Aşağıdaki bütçe harcamaları ve iktidarın itibarı üzerine olan metni tamamıyla, tek kelimesini bile değiştirmeden yeniden yazar mısın?

━━ Okuma parçası

Sonuç olarak şunu söylemeliyim: Bütçe açıklarını kontrol altına alıp enflasyonu engellemek isteyen bir ekonomi yönetimi öncelikle harcamaları kısmalı, israftan kaçınıp tasarruf etmelidir. Nasıl duvarı patlamış bir havuzu kova kova su taşıyarak doldurmak mümkün değilse, harcama kontrolü elden kaçırılmış bir bütçeyi de vergiler ile doldurmak mümkün olmayacaktır.
İtibar meselesine gelince bir iktidarın itibarı lüks harcamaları ile değil tamamı ile üretim gücü, borç / varlık dengesi ve rasyonel işler yapıp yapmadığı ile ilgili bir konudur. Üretim gücü zayıf, irrasyonel işler yapan, borçluluğu ve özellikle de basma imtiyazına sahip olmadığı yabancı para ya da altın cinsinden borçluluğu yüksek bir iktidarın itibar kaybı kaçınılmazdır.
Peki, daha çok vergi toplamak bir dış borç krizini önleyebilir mi?

━━━━
━━ Verilen bilgiler

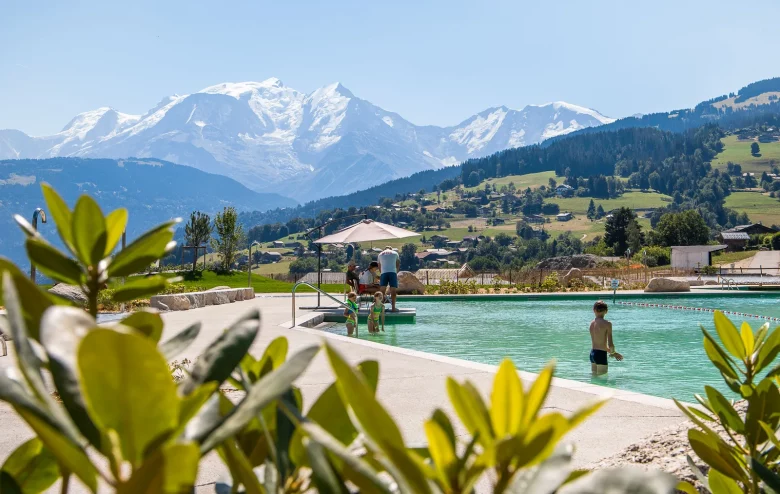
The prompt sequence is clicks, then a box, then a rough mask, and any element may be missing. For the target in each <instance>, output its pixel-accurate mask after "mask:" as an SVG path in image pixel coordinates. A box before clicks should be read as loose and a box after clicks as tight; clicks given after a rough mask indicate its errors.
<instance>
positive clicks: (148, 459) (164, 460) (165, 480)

━━━━

Göreve yanıt:
Sonuç olarak şunu söylemeliyim: Bütçe açıklarını kontrol altına alıp enflasyonu engellemek isteyen bir ekonomi yönetimi öncelikle harcamaları kısmalı, israftan kaçınıp tasarruf etmelidir. Nasıl duvarı patlamış bir havuzu kova kova su taşıyarak doldurmak mümkün değilse, harcama kontrolü elden kaçırılmış bir bütçeyi de vergiler ile doldurmak mümkün olmayacaktır.
İtibar meselesine gelince bir iktidarın itibarı lüks harcamaları ile değil tamamı ile üretim gücü, borç / varlık dengesi ve rasyonel işler yapıp yapmadığı ile ilgili bir konudur. Üretim gücü zayıf, irrasyonel işler yapan, borçluluğu ve özellikle de basma imtiyazına sahip olmadığı yabancı para ya da altın cinsinden borçluluğu yüksek bir iktidarın itibar kaybı kaçınılmazdır.
Peki, daha çok vergi toplamak bir dış borç krizini önleyebilir mi?